Aufgabe:
Übersetze den Satz „Der Gehalt freilich stammt überall aus Goethes Welt- und Lebensanschauung und kann nur aus ihr begriffen werden.“ aus dem bereitgestellten Text ins Englische.

Bereitgestellter Text:

=-=-=-=-=

Wilhelm Büchner -Fauststudien: Am Hofe des Kaisers- Die Geisterszene (6)

Fauststudien


IV. Die Geisterszene. 

Nachdem Fausts Wunsch, in das Staatsleben persönlich einzugreifen, so kläglich gescheitert ist, macht er noch einmal auf idealem Gebiet den Versuch, auf andere einzuwirken: er zeigt dem Kaiser und der Hofgesellschaft das Schöne in der Hoffnung, ihre Begeisterung dafür zu erwecken.

Bei der Ausführung dieses Motivs hat sich Goethe an die überlieferte Sage angelehnt, die ja überhaupt auf die Formgebung einen mächtigen Einfluß ausgeübt hat. Der Gehalt freilich stammt überall aus Goethes Welt- und Lebensanschauung und kann nur aus ihr begriffen werden. Auf einem gewissen Mißverhältnis zwischen dem überlieferten Stoff und dem von dem Dichter hineingelegten Gehalt beruht hier wie anderwärts die eigentliche Schwierigkeit der Dichtung.

=-=-=-=-=

Bereitgestellte Daten:

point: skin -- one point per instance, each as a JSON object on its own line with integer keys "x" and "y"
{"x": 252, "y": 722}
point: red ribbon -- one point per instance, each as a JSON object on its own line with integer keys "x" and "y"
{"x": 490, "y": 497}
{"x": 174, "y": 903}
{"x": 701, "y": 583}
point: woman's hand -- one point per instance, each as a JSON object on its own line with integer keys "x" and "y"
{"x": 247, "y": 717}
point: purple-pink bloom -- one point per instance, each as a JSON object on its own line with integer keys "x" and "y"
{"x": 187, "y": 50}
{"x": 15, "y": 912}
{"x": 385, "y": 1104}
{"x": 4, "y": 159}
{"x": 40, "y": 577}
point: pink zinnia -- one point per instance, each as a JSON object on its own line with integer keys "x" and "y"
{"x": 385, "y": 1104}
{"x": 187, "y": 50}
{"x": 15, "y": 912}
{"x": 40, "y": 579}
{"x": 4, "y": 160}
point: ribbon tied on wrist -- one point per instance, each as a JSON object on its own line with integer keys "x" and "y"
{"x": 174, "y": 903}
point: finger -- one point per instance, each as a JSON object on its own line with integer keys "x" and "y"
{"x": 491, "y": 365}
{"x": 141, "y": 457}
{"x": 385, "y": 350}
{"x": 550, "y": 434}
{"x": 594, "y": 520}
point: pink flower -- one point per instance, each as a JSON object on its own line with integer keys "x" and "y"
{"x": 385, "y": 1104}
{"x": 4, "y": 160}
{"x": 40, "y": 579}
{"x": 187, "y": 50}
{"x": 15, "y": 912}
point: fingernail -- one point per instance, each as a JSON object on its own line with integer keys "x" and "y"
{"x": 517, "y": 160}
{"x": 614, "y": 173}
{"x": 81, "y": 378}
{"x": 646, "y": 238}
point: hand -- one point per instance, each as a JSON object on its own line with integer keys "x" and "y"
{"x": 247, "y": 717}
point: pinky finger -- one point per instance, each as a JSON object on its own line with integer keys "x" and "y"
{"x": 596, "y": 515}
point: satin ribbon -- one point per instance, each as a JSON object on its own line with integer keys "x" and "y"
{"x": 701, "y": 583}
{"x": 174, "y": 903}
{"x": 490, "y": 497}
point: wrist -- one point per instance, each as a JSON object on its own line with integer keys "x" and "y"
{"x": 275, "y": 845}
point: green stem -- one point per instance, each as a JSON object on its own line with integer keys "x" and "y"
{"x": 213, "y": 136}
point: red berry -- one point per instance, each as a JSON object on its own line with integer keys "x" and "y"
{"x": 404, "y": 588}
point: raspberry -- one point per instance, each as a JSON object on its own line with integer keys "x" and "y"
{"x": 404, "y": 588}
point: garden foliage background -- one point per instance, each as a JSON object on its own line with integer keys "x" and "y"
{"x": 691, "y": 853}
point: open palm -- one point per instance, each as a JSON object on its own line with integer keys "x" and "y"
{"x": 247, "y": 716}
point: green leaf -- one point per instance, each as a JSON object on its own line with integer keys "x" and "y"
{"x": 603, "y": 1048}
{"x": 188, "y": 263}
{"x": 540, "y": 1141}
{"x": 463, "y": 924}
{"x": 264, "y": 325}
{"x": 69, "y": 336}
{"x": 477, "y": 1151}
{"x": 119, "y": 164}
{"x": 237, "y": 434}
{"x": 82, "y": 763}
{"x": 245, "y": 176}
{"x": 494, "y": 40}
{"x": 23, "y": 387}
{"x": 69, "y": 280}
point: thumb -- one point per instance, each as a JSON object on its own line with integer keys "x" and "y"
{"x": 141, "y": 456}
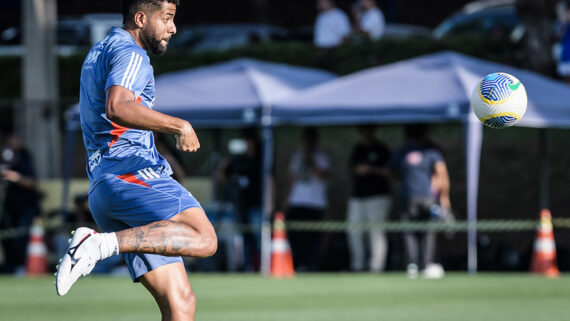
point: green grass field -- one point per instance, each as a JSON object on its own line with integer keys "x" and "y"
{"x": 227, "y": 297}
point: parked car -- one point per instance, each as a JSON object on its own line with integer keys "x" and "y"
{"x": 74, "y": 34}
{"x": 496, "y": 17}
{"x": 222, "y": 37}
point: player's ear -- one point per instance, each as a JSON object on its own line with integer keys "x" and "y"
{"x": 140, "y": 19}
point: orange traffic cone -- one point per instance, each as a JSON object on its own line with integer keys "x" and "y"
{"x": 544, "y": 257}
{"x": 281, "y": 257}
{"x": 36, "y": 263}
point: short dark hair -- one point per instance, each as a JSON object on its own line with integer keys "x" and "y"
{"x": 130, "y": 7}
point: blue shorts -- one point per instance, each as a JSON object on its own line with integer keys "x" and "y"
{"x": 137, "y": 199}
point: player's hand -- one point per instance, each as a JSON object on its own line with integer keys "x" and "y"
{"x": 362, "y": 169}
{"x": 445, "y": 202}
{"x": 187, "y": 141}
{"x": 11, "y": 176}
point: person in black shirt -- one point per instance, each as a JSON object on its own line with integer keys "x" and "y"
{"x": 242, "y": 174}
{"x": 424, "y": 182}
{"x": 370, "y": 201}
{"x": 21, "y": 201}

=-=-=-=-=

Ergebnis:
The substance, to be sure, derives throughout from Goethe's view of the world and of life and can be understood only in terms of it.